Entries from a collection
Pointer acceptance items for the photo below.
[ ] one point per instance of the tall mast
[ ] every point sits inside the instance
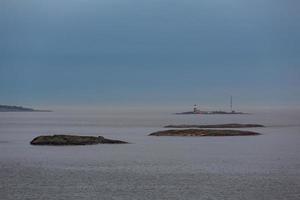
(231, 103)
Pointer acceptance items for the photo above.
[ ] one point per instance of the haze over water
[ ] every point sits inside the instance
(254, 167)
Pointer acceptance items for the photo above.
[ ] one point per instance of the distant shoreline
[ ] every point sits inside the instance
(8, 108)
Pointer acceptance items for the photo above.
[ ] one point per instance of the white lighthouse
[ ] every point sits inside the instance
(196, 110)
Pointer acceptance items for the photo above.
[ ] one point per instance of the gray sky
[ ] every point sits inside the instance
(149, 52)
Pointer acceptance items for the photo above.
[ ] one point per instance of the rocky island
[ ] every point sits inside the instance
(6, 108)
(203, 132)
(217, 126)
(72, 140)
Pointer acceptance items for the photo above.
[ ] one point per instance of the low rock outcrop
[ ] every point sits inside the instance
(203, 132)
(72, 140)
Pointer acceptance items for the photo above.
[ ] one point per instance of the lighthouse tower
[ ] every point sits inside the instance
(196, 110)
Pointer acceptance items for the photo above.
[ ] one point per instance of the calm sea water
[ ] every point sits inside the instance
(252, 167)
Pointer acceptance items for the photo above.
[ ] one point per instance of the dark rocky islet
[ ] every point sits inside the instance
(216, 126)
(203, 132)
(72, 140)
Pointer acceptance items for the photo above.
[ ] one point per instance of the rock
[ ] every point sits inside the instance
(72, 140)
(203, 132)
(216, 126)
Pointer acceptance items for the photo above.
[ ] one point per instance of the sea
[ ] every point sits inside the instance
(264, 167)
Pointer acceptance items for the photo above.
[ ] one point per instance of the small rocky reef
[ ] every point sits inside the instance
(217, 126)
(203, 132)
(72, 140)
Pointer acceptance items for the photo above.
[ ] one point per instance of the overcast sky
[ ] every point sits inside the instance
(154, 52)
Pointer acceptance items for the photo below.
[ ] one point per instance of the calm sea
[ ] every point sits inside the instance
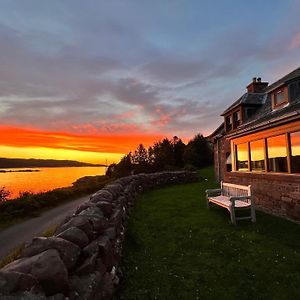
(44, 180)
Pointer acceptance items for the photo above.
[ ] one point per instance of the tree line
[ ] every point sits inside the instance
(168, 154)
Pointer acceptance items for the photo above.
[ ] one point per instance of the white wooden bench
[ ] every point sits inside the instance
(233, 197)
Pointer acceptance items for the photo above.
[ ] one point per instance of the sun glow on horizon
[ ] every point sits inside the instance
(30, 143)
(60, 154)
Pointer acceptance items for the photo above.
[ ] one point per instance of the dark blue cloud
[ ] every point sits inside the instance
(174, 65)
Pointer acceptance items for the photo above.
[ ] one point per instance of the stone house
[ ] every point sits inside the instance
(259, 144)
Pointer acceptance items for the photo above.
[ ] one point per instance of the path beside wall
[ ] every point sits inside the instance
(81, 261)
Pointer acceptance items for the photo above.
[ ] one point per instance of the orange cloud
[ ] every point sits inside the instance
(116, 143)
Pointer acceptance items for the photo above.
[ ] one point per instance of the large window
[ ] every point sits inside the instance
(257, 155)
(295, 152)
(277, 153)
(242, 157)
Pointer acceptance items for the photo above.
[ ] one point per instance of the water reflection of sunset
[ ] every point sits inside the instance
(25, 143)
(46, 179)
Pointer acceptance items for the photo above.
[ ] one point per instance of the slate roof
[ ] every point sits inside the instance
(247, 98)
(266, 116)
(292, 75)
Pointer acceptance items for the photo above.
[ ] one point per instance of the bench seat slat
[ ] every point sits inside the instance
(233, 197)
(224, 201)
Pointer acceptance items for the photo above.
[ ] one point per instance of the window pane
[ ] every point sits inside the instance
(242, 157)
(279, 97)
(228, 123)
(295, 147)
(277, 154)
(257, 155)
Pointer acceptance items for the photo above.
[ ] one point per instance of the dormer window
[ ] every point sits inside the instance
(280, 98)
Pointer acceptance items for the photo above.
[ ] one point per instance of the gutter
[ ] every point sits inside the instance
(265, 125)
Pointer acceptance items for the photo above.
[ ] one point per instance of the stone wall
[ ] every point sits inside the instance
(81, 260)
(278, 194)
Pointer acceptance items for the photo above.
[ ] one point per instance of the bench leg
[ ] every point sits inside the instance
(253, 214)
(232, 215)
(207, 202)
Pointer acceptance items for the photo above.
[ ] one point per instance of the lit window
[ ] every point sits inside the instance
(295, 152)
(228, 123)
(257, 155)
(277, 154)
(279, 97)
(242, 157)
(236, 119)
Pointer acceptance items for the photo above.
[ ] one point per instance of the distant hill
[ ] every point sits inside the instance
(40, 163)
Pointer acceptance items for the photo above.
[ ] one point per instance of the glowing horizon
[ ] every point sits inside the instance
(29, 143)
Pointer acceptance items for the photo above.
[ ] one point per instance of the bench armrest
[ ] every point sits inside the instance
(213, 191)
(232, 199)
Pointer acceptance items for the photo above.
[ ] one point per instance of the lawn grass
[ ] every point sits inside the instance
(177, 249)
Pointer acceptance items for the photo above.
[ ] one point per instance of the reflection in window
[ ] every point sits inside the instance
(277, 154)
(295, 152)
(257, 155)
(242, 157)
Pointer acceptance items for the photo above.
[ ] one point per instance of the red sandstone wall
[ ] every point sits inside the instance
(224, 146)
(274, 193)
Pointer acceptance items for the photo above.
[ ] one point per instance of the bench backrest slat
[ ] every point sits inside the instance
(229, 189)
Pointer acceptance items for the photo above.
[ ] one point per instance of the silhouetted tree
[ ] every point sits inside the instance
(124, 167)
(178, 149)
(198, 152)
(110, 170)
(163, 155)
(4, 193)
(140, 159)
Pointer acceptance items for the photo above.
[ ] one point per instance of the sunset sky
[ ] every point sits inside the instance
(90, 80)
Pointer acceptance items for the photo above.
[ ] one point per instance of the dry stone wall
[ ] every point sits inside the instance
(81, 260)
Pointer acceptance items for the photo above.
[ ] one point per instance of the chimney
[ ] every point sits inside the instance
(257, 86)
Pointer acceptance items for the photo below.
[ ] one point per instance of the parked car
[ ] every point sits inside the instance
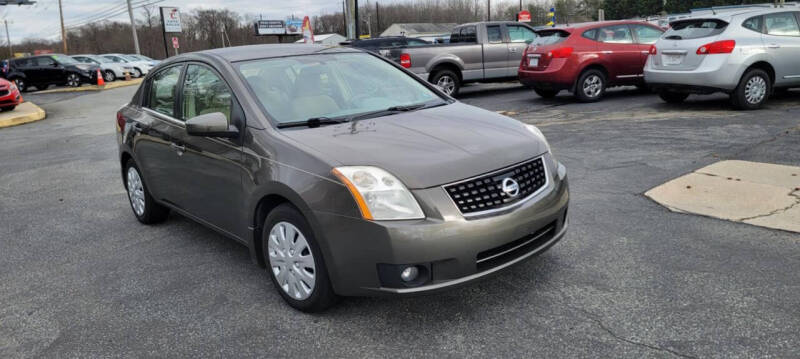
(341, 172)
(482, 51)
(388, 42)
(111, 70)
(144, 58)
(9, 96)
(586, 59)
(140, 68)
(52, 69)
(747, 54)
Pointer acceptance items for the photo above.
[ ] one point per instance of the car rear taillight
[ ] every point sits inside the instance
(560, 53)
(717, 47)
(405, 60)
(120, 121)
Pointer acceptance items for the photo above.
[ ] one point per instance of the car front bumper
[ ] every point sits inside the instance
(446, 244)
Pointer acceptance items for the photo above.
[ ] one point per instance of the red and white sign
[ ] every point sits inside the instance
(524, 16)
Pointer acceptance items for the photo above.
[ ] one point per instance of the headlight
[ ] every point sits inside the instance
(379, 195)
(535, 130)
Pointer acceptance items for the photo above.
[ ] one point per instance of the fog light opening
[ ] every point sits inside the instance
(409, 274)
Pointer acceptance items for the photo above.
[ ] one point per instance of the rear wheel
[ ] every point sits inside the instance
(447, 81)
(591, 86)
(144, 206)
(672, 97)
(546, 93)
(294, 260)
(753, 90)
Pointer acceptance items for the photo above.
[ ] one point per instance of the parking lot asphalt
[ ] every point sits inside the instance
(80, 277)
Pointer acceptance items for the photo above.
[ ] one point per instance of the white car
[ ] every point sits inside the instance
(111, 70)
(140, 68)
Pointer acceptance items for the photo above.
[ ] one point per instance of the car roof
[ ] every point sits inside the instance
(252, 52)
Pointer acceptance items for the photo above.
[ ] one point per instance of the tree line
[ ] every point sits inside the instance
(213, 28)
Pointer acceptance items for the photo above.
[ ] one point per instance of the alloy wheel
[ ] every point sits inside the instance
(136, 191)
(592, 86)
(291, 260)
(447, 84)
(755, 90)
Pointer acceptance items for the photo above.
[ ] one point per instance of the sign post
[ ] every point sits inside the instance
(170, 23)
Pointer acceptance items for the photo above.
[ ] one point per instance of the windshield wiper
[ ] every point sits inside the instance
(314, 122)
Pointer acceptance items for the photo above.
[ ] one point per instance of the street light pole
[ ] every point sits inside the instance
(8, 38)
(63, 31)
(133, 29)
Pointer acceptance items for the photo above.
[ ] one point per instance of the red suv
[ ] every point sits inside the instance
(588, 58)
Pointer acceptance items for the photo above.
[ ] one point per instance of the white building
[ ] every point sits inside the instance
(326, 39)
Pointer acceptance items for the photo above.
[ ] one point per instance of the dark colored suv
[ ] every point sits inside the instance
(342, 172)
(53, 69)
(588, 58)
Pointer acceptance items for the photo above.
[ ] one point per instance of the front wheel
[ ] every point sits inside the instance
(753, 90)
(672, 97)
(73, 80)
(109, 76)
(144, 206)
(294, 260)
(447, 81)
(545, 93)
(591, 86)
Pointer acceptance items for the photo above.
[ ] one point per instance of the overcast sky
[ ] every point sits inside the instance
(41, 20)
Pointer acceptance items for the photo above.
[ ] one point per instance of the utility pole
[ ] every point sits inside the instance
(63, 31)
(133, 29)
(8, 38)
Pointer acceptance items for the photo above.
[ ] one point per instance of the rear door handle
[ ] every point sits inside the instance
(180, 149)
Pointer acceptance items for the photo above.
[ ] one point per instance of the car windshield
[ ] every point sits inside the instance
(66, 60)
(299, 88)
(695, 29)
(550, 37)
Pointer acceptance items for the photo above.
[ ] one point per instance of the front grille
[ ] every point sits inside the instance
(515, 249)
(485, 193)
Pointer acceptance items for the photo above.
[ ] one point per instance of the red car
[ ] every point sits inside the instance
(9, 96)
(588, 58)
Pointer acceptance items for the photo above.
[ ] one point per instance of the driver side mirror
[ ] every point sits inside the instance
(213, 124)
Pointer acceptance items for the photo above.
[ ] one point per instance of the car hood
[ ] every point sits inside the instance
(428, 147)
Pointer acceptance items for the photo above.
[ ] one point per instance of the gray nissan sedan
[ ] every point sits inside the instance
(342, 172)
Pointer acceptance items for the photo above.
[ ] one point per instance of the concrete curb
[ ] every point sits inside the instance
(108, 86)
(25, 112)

* * *

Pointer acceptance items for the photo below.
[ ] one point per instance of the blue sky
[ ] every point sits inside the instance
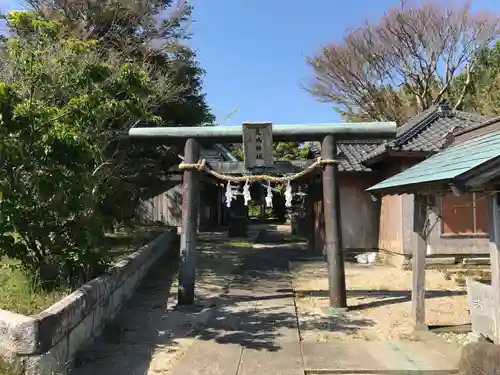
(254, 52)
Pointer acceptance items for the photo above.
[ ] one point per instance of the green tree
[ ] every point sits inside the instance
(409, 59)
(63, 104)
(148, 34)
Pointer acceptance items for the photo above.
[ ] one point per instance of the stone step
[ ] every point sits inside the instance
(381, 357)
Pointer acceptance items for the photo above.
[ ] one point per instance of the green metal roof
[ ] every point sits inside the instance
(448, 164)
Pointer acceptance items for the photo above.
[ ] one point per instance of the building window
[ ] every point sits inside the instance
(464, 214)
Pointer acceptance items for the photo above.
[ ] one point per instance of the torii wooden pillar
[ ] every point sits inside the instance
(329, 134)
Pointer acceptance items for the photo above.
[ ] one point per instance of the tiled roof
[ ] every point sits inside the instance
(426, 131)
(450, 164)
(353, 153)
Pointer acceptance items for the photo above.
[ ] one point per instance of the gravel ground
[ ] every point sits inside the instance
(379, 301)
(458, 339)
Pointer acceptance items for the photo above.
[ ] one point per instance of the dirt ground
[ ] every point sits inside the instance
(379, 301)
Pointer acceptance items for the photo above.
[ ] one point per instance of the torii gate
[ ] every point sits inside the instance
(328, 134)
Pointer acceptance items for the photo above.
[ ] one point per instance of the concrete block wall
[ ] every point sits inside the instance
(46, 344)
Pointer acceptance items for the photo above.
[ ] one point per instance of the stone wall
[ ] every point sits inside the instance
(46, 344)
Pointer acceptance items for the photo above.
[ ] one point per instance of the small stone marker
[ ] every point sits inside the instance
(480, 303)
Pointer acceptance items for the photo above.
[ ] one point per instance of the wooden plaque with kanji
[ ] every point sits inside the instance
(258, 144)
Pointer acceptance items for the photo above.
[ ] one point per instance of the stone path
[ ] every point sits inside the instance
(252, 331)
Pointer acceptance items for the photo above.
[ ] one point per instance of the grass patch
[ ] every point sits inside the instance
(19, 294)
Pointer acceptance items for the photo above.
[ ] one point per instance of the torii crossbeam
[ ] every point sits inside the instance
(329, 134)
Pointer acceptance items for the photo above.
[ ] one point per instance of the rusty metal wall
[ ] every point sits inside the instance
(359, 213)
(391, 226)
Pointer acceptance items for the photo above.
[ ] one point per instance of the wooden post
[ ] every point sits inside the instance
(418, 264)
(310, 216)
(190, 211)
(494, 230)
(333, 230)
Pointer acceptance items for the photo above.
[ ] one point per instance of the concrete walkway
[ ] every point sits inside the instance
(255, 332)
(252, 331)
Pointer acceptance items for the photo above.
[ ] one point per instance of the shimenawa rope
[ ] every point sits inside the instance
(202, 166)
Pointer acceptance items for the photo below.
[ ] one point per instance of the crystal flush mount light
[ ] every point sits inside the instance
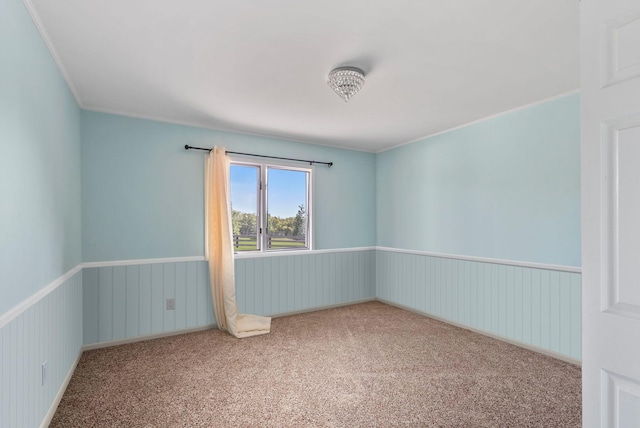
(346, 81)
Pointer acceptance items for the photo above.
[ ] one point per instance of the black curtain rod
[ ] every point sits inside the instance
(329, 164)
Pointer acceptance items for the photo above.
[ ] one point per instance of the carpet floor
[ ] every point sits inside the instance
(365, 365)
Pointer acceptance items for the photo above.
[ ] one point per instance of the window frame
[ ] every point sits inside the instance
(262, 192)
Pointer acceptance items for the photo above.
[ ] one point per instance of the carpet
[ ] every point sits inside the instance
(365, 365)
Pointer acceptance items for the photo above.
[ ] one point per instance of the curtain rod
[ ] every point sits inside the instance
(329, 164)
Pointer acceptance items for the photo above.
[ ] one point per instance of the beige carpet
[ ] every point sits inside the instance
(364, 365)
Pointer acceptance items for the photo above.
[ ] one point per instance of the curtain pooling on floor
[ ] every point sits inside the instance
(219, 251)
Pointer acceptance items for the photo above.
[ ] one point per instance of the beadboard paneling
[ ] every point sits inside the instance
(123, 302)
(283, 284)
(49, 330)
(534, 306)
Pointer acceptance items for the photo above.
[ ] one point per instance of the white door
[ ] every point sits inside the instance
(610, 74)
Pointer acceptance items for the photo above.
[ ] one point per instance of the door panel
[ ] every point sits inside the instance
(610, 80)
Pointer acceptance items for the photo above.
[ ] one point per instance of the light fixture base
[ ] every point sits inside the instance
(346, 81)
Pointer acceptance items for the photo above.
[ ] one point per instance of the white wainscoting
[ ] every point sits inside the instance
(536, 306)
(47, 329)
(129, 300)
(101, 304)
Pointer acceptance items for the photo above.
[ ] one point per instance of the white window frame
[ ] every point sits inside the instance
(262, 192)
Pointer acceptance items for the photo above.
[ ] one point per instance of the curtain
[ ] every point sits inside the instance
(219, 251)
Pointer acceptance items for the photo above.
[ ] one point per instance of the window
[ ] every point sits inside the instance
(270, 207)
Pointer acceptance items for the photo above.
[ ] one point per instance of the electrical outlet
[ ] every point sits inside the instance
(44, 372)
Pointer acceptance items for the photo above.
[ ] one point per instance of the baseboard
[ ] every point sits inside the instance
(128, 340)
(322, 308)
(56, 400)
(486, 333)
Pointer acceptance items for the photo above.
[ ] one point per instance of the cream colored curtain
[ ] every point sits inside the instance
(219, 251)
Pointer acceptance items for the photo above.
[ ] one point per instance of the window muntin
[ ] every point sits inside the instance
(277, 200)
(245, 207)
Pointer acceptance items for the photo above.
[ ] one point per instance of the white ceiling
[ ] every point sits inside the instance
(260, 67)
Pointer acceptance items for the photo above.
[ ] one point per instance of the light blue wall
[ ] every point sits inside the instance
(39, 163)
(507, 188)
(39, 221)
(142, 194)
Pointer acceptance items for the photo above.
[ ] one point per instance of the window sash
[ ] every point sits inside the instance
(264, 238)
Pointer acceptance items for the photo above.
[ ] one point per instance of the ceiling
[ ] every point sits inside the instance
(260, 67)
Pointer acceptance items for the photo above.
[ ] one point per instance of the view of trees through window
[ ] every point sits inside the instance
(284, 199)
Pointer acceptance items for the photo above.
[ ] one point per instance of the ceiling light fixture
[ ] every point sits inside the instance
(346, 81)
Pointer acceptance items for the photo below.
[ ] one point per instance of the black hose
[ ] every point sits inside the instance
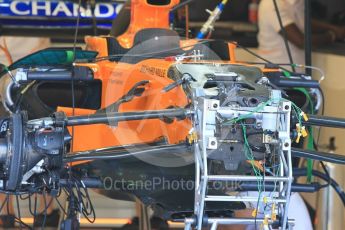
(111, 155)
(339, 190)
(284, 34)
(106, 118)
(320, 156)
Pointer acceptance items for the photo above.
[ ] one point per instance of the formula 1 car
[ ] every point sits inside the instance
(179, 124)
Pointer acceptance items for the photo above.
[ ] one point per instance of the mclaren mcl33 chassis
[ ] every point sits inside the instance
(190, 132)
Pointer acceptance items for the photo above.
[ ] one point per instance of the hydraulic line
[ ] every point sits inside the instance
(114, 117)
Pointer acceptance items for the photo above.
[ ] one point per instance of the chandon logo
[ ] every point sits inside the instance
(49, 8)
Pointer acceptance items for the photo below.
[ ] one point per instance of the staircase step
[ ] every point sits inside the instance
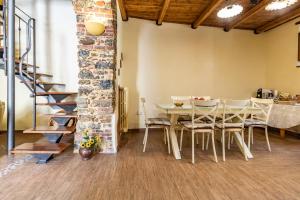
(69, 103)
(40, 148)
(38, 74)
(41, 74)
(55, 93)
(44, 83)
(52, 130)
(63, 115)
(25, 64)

--

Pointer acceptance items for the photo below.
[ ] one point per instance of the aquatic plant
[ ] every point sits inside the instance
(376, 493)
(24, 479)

#### [Exercise directions]
Tally the lines in the entries above that contain the string "concrete", and give only that number.

#### [Right answer]
3